- [Work order] All entries are to be reproduced exactly; the pictures are to be omitted.

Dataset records
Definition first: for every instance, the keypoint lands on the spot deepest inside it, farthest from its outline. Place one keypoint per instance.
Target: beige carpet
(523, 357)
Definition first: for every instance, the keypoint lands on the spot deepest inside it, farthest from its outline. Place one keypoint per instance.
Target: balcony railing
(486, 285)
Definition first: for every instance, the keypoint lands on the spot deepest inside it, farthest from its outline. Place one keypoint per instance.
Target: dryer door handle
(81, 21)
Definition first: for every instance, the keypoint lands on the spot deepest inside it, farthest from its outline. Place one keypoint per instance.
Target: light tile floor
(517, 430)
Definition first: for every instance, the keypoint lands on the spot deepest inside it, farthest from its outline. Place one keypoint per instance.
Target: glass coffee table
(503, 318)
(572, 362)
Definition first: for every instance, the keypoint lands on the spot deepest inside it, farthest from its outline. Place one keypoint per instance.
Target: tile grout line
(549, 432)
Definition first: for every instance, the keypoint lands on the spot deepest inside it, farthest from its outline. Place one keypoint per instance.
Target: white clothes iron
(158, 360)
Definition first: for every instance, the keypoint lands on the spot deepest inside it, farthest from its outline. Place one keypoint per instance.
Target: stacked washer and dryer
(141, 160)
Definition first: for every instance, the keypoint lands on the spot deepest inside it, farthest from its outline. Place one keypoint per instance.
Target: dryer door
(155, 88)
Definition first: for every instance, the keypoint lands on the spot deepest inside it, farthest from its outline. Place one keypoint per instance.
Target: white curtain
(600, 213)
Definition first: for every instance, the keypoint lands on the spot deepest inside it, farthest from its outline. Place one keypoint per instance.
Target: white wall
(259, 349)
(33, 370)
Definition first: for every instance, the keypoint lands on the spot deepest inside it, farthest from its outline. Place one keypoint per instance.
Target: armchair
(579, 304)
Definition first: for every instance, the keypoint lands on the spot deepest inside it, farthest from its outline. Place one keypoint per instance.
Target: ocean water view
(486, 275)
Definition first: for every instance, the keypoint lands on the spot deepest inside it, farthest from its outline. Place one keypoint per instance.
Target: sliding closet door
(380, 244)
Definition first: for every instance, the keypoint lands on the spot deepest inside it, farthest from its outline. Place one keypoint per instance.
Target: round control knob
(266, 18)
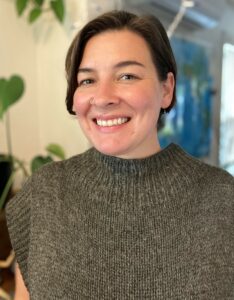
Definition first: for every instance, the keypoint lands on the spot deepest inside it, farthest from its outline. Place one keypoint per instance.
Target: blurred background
(34, 38)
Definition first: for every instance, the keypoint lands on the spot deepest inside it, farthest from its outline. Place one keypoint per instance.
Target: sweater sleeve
(18, 222)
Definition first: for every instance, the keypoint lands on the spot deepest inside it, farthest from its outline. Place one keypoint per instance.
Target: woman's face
(119, 95)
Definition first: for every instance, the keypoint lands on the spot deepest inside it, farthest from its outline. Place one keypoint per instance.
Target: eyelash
(89, 81)
(132, 77)
(84, 81)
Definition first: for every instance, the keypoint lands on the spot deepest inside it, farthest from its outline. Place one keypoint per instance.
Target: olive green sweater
(100, 227)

- [Expected answer]
Definition first: for every instance, the keypoint lands on the spot deepest inside it, farthest from its outline. Place one keypoint per instance.
Target: beige carpet
(523, 357)
Definition first: for every instance, the keypoint lands on the spot deepest inside it, farthest from its outline. Place one keypoint per instance.
Target: balcony railing
(486, 285)
Definition first: for every instance, the keypoint lands on the spot deepest inside it, farthest from its outline. Place one keypoint per instance.
Target: dryer door handle
(81, 21)
Definition first: for every instance, the keypoint lands on the spot deepest inside it, farthest from its outline. Place one keypoint per instance.
Target: light tile floor
(517, 430)
Definition first: for every instance, the keypoint lands on the spot deepest inside it, farthest from its outline. Place one keypoint per instance.
Target: glass coffee table
(503, 318)
(572, 362)
Definition first: for every instance, the keypoint lands on the spot deepest inside it, farthest from its outline. Place one keypoint per instance.
Target: tile grout line
(549, 432)
Definition first: for every instance, the keypoint lands on the spot deepest inside it, farthest from its outline. Place one keypoint per instance.
Target: white clothes iron
(158, 360)
Definition first: for every instance, the keypoint lands on the spot deepest inside it, farthest from its outline. Place one keypoint per instance.
Target: stacked washer and dryer
(141, 160)
Definition first: for every instance, the keypoint lands on the spot deepest inside it, farthest from its outline. Place one keypoint per instance.
Target: dryer door
(155, 88)
Definition first: for every instance, the keypoint lands on the spot deepest inside it, farthest from its outline. Place one keypoint per instance.
Target: white curtain
(600, 213)
Definition first: for every instance, the keypoint lands on the spot deepest inside it, farthest from its outline. Place one keypoint per instance.
Target: white wall
(259, 349)
(33, 370)
Definition first: for every instance, the keypoint lands on the spot deepest inside it, farthest from its outline. Place one keypoint per instance.
Target: armchair
(579, 304)
Definition first: for every instance, the keypoint lands on the spot deepest inside it, farthest from its outline. Place one keypoint per instance.
Target: ocean water view
(486, 275)
Definition first: for every instance, the keypoint lands on the spot deepest inside it, farthest from its outline. Place one keypoint per instance.
Target: sliding closet door
(380, 244)
Definition first: for every instance, the keypoint lands on the spot deepest inside it, farthest from its outline. Place one keypoint per instance.
Target: round control knob
(266, 18)
Definition first: for every instance, the keypoint lands on the spot deepest inside it, farthest from its outline. Place one keypoint per instance.
Target: blurred background
(34, 38)
Definition first: for every instance, the keypoint lands on the spot deepest inside it, farthest from its outline. Place one keypoint per instance.
Target: sweater sleeve
(18, 222)
Definition first: for every instance, the keypoint lands on the spot deepest inside it, farthest from its outline. Place one keypoint per instance.
Target: woman's face
(119, 95)
Definition first: for every instance, the keypoint lands on the spot deepest inside it, farthest from its outline. Place one keypoint per instance.
Target: eyelash
(89, 81)
(132, 77)
(84, 81)
Definition first: for every instance, the keypoint lands on the spot deepest inside it, farthest from its outline. Place one keypoint per instance.
Target: olive green sweater
(100, 227)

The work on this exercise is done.